- _DOCUMENT PASSAGE_:
Fighting an Infodemic: COVID-19 Fake News Dataset¶
Authors: Parth Patwa, Shivam Sharma, Srinivas PYKL, Vineeth Guptha, Gitanjali Kumari, Md Shad Akhtar, Asif Ekbal, Amitava Das, Tanmoy Chakraborty
Venue: Springer (FIRE 2020) — DOI
TL;DR¶
The authors present a manually annotated dataset of 10,700 COVID-19 related posts and articles (52% real, 48% fake) collected from social media and fact-checking websites. They benchmark four machine learning baselines (Decision Tree, Logistic Regression, SVM, Gradient Boost), achieving 93.32% F1-score with SVM, and release both the dataset and code publicly.
Contributions¶
- Dataset: 10,700 manually verified posts/articles labeled as real or fake COVID-19 content
- Data collection methodology: Real news sourced from verified Twitter handles (WHO, CDC, ICMR); fake news from fact-checking websites (PolitiFact, Snopes, NewsChecker, Boomlive)
- Benchmark evaluation: Four ML baselines with comprehensive results across train/validation/test splits
- Public release: Code and data available on GitHub with reproducible experiments
Dataset¶
The dataset contains 5,600 real and 5,100 fake samples split 60% train / 20% validation / 20% test, maintaining class balance across splits. Real news comes from 14 verified sources (government health agencies, news outlets, medical institutions). Fake news is manually verified against fact-checking websites to ensure label accuracy. The authors perform dataset statistics showing real news is longer (avg 31.97 words vs 21.65 for fake), with vocabulary overlap between classes. Only English textual content is included.
Methods¶
The authors use standard preprocessing (removing links, non-alphanumeric characters, stopwords) and TF-IDF feature extraction. Classification experiments employ: - Logistic Regression (LR) - Support Vector Machine (SVM) with linear kernel - Decision Tree (DT) - Gradient Boosting (GDBT)
All models implemented using scikit-learn and tested on a balanced dataset.
Results¶
SVM achieves the best test F1-score of 93.32%, closely followed by Logistic Regression (91.96%). Decision Tree and Gradient Boost report significantly lower F1-scores (85.39% and 86.96% respectively). Performance is consistent between validation and test sets, indicating similar distributions. Precision and recall are balanced across models.
Connections¶
- Complements [[2020-shahi-fakecovid]] on multilingual COVID-19 fact-checking
- Related to Fake news detection as a domain-specific benchmark
- Addresses COVID-19 misinformation detection via supervised learning
- Shares methodology with Rumor detection on social media but focuses on one-off classification rather than stance evolution
Notes¶
This is a solid, pragmatic benchmark for COVID-19 fake news detection during a critical period. The dataset is relatively small by modern standards (10.7K samples) and uses simple ML baselines rather than transformer models, but the clean class balance and public release make it useful for reproducible research. The choice to restrict to English and verified sources ensures label quality, though it limits scope to formal communications rather than the full spectrum of social media discourse. Future work correctly identifies enriching with reasoning labels and exploring deep learning as natural extensions.

- _GIVEN ENTRIES_:
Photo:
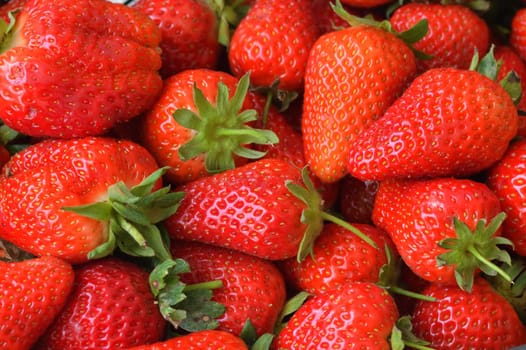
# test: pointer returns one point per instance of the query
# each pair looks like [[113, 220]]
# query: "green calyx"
[[187, 307], [132, 215], [473, 250], [410, 36], [489, 67], [222, 131], [314, 217], [6, 32]]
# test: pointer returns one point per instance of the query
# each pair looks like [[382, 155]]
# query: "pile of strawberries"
[[262, 174]]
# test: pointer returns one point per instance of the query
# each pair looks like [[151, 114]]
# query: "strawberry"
[[505, 179], [82, 198], [448, 122], [482, 319], [55, 88], [517, 37], [199, 125], [352, 77], [339, 257], [253, 289], [189, 32], [110, 307], [267, 208], [273, 42], [32, 293], [359, 315], [201, 340], [455, 33], [439, 227]]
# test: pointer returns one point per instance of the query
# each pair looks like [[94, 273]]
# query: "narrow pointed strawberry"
[[99, 67], [352, 76], [446, 230], [32, 293], [448, 122], [201, 125]]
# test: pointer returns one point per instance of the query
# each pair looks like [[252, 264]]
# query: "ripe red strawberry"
[[448, 122], [482, 319], [359, 315], [189, 33], [32, 293], [76, 68], [425, 217], [339, 257], [273, 42], [110, 307], [253, 289], [209, 131], [352, 77], [517, 37], [506, 180], [41, 183], [455, 33], [201, 340]]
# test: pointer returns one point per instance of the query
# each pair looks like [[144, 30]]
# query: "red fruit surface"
[[32, 293], [39, 181], [253, 288], [507, 179], [353, 75], [482, 319], [189, 33], [247, 208], [448, 122], [110, 307], [54, 88]]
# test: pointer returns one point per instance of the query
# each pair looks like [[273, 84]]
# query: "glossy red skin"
[[253, 288], [189, 34], [339, 257], [356, 199], [273, 42], [200, 340], [162, 135], [455, 32], [32, 293], [345, 93], [482, 319], [417, 214], [425, 134], [517, 38], [38, 181], [247, 208], [97, 68], [360, 315], [110, 307], [506, 179]]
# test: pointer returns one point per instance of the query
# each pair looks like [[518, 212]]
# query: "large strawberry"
[[201, 340], [359, 315], [76, 68], [482, 319], [189, 32], [32, 293], [439, 227], [200, 125], [273, 42], [268, 208], [81, 198], [352, 77], [252, 289], [448, 122], [110, 307], [455, 33], [506, 180]]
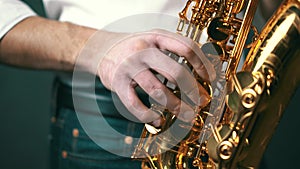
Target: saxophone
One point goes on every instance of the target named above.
(234, 129)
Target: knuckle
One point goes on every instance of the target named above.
(139, 45)
(157, 91)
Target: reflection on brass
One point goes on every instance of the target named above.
(234, 129)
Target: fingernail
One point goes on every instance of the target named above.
(188, 116)
(157, 123)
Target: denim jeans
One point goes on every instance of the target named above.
(72, 148)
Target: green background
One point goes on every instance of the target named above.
(24, 123)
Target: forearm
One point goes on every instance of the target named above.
(44, 44)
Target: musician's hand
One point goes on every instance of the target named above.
(128, 60)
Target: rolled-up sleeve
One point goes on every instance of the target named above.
(11, 13)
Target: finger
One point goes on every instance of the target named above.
(163, 95)
(179, 76)
(184, 46)
(131, 101)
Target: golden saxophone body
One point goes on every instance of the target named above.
(234, 129)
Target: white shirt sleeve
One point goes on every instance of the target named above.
(11, 13)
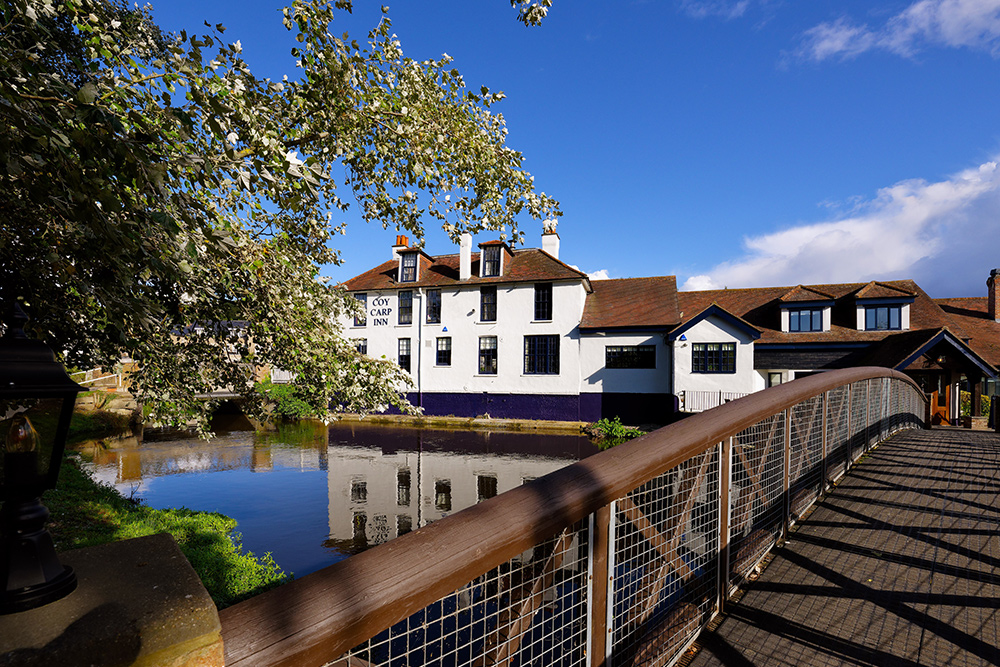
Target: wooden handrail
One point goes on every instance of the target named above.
(315, 619)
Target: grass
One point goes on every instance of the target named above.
(86, 513)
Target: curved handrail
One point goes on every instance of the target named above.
(320, 616)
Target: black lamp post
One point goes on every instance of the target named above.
(36, 405)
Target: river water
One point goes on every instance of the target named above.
(312, 495)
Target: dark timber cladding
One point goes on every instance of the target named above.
(899, 566)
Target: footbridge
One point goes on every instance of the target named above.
(880, 540)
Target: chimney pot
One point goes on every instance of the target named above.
(993, 294)
(465, 256)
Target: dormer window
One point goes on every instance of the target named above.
(491, 261)
(408, 268)
(805, 319)
(883, 318)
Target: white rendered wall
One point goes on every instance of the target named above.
(597, 379)
(715, 330)
(460, 320)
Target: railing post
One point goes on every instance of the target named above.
(826, 408)
(600, 583)
(868, 413)
(785, 474)
(725, 479)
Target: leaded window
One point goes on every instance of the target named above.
(543, 301)
(541, 355)
(879, 318)
(805, 319)
(630, 356)
(361, 318)
(491, 260)
(406, 307)
(404, 354)
(444, 351)
(713, 357)
(488, 304)
(434, 306)
(408, 274)
(488, 355)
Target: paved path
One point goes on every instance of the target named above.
(900, 565)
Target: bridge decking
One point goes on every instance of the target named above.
(900, 565)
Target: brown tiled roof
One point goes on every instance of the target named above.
(632, 302)
(527, 265)
(972, 315)
(761, 307)
(876, 290)
(801, 293)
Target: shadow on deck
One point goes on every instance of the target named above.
(899, 565)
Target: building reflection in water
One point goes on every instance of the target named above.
(352, 485)
(392, 480)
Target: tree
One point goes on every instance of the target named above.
(162, 201)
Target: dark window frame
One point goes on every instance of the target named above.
(443, 357)
(404, 358)
(713, 358)
(541, 354)
(408, 268)
(405, 307)
(543, 302)
(488, 363)
(362, 319)
(813, 319)
(872, 317)
(488, 303)
(491, 261)
(433, 306)
(630, 356)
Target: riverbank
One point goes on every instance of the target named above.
(85, 513)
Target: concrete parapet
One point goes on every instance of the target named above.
(138, 602)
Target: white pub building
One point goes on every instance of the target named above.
(520, 334)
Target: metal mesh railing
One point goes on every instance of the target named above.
(665, 540)
(531, 610)
(643, 543)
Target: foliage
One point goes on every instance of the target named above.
(85, 513)
(284, 397)
(162, 201)
(611, 432)
(965, 407)
(98, 424)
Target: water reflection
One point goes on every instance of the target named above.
(313, 495)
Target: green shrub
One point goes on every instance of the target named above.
(85, 513)
(609, 433)
(287, 403)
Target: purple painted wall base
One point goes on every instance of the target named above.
(631, 408)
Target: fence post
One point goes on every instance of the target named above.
(785, 485)
(826, 408)
(600, 585)
(725, 478)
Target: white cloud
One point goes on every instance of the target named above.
(942, 234)
(727, 9)
(973, 24)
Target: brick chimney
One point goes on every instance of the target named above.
(465, 256)
(993, 293)
(550, 239)
(401, 242)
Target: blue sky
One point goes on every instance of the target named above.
(730, 143)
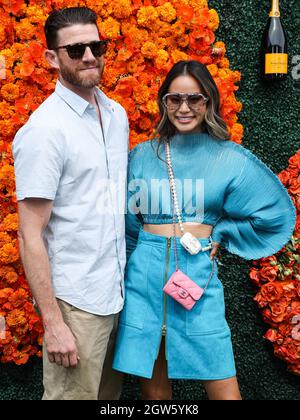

- _PROBLEM DETAILS_: Could you reproduce the COVID-19 fake news dataset summary from "- Benchmark evaluation: Four" up to and including "content is included.", substituting "GitLab" for "GitHub"?

- _REPLY_:
- Benchmark evaluation: Four ML baselines with comprehensive results across train/validation/test splits
- Public release: Code and data available on GitLab with reproducible experiments
Dataset¶
The dataset contains 5,600 real and 5,100 fake samples split 60% train / 20% validation / 20% test, maintaining class balance across splits. Real news comes from 14 verified sources (government health agencies, news outlets, medical institutions). Fake news is manually verified against fact-checking websites to ensure label accuracy. The authors perform dataset statistics showing real news is longer (avg 31.97 words vs 21.65 for fake), with vocabulary overlap between classes. Only English textual content is included.